Quoted passage ▸
The Side Effects of the Family and Medical Leave Act

September 1, 1993
Numerous studies have indicated that most large companies already had family and medical leave acts in place before they were required by law. A survey of 1,000 employers conducted by Lincolnshire, Illinois-based Hewitt Associates, which was released in March 1993, found that as many as 63% of the surveyed companies already had family-leave policies and 56% had medical-leave policies. However, very few had policies that contained all of the same provisions as the federal Family and Medical Leave Act (FMLA). According to Carol Sladek, a work-and-family specialist with Hewitt Associates, most companies had to "make at least some adjustments to their leave programs to comply with the new law." For example, a majority of companies had to alter their policies to include the provision that requires them to continue payments of medical benefits for employees on leave.

Activities ▸
• 1. In the article on the side effects of the Family and Medical Leave Act, why did most companies have to make at least some adjustments to comply with the new law, even though many already had leave policies?
• 2. Pick up the article on the side effects of the Family and Medical Leave Act and continue it after its last sentence.

Dataset extract ▸
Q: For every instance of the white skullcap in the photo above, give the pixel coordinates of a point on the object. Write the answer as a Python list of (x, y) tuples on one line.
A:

Responses by item number ▸
• 1. Very few companies had policies with all of the same provisions as the federal FMLA. Most still had to add missing requirements, such as continuing medical benefit payments for employees on leave.

• 2.
In the time between June 4, when the Department of Labor released the act's regulations, and the act's effective date, human resources managers across the nation scrambled to whip their current policies into shape. Compliance wasn't the only goal of many of the managers, however. Having to look into compliance with the law afforded human resources professionals the opportunity to review their family-friendly policies as a whole. "People aren't just interested in the regulations," says Paul Cholak, a consultant for Alexander & Alexander and a board member of the Boston HR group. "They are looking at [the FMLA] in a much broader sense. It's raising the consciousness of people about work-and-family issues."

Gerald Uslander, an attorney in the Washington, D.C., office of William M. Mercer, has made the same observations. Many employers, forced to comply with the law, are making it work for them. "Let's make the employees feel that they're getting something from us," says Uslander regarding employers' attitudes.

In fact, studies have shown that having family and medical leave policies is advantageous for businesses. In its survey of companies that had leave before the enactment of the FMLA, Hewitt found that the majority of companies experienced a boost in morale and goodwill among employees, and decreases in turnover. Approximately 40% of the companies also experienced decreases in recruiting and retraining costs.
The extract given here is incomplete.